Tuliskan ulang sebagian berita tentang tuntutan warga Kamundan tanpa mengubah apa pun. Mulailah dari kata-kata yang memuat "Tuntutan ini disampaikan" dan berhentilah setelah "Daya, Kamis (16/2/23).".

_Penggalan Teks_
++++++++++++++++++++

Pemilik Ulayat Kamundan Minta Ganti Rugi Kerusakan Hutan, Begini Penjelasan PT. BKI

MAYBRAT, PBD – Puluhan warga pemilik hak ulayat wilayah Kamundan Distrik Aifat Timur Tengah, Kabupaten Maybrat, Papua Barat Daya menuntut perusahaan PT. BKI (Bangun Kayu Irian) agar mengganti rugi kerusakan yang diakibatkan penebangan hutan oleh perusahaan tersebut. Warga juga menuntut agar PT. BKI menghentikan aktivitas di wilayah Kamundan.

Tuntutan ini disampaikan dalam pertemuan antara pihak PT. BKI dengan warga pemilik hak ulayat serta tokoh adat yang difasilitasi oleh pemerintah daerah Kabupaten Maybrat. Pertemuan dihadiri Sekda Maybrat, Jhony Way, Kapolres, AKBP Gleen Rooi Molle, S. IK, Danramil Aifat, Kepala Distrik Aifat Timur Tengah dan Aifat Selatan beserta warga di Gedung Samu Siret Kumurkek, Maybrat, Papua Barat Daya, Kamis (16/2/23).

++++++++++++++++++++

_Data Tersedia_
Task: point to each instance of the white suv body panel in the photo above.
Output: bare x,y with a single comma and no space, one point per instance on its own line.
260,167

++++++++++++++++++++

_Hasil Latihan_
Tuntutan ini disampaikan dalam pertemuan antara pihak PT. BKI dengan warga pemilik hak ulayat serta tokoh adat yang difasilitasi oleh pemerintah daerah Kabupaten Maybrat. Pertemuan dihadiri Sekda Maybrat, Jhony Way, Kapolres, AKBP Gleen Rooi Molle, S. IK, Danramil Aifat, Kepala Distrik Aifat Timur Tengah dan Aifat Selatan beserta warga di Gedung Samu Siret Kumurkek, Maybrat, Papua Barat Daya, Kamis (16/2/23).